- [TASK DIRECTIONS]: Tally the lines below that contain the string "shopping", with case counting, and give only the number.

- [RECORD EXTRACTS]:
[BEGIN]

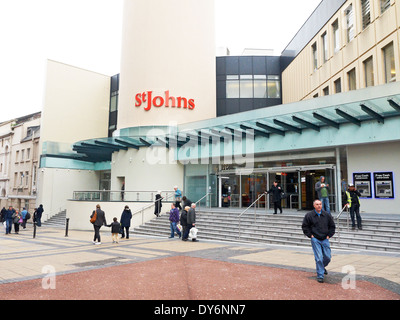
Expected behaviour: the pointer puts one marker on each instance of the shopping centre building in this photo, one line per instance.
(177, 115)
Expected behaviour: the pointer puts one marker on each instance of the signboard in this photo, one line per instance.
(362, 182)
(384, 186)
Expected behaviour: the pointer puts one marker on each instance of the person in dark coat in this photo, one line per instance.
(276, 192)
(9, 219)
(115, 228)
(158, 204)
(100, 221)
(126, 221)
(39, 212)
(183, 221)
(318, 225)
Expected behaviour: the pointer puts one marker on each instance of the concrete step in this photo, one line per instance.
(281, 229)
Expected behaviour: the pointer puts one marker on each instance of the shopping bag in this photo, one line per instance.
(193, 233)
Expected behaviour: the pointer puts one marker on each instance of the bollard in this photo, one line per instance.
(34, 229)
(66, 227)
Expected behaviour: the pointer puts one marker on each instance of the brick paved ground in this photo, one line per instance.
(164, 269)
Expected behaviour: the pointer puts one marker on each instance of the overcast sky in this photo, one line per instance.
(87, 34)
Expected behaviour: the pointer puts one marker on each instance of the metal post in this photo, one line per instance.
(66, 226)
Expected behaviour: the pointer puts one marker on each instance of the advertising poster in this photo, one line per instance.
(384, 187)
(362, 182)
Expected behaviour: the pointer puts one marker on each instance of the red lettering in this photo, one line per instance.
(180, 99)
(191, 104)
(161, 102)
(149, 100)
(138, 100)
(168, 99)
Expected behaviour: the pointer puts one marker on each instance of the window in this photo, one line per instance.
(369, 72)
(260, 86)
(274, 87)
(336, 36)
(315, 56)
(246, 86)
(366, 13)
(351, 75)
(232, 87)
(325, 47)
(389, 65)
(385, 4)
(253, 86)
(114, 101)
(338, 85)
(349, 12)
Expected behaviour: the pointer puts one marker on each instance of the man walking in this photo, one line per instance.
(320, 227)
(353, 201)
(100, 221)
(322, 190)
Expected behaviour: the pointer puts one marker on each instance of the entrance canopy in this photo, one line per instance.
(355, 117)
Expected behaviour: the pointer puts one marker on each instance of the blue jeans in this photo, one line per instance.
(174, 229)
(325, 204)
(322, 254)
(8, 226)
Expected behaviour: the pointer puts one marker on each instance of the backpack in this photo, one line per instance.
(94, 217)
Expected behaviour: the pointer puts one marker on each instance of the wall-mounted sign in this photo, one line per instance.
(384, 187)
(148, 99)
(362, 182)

[END]
[BEGIN]

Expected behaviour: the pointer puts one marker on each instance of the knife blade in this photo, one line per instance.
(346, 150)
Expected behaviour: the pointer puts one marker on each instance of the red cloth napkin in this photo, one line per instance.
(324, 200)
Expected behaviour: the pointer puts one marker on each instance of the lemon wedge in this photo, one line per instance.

[END]
[BEGIN]

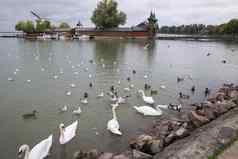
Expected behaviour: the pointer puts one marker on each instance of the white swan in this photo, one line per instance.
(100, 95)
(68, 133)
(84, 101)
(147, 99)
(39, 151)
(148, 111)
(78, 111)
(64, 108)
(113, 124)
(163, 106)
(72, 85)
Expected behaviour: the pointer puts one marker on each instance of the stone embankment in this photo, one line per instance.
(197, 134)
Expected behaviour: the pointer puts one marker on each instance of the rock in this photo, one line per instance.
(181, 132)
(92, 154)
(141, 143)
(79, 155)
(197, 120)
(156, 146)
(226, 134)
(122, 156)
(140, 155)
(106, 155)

[END]

- [EXPECTED OUTPUT]: 2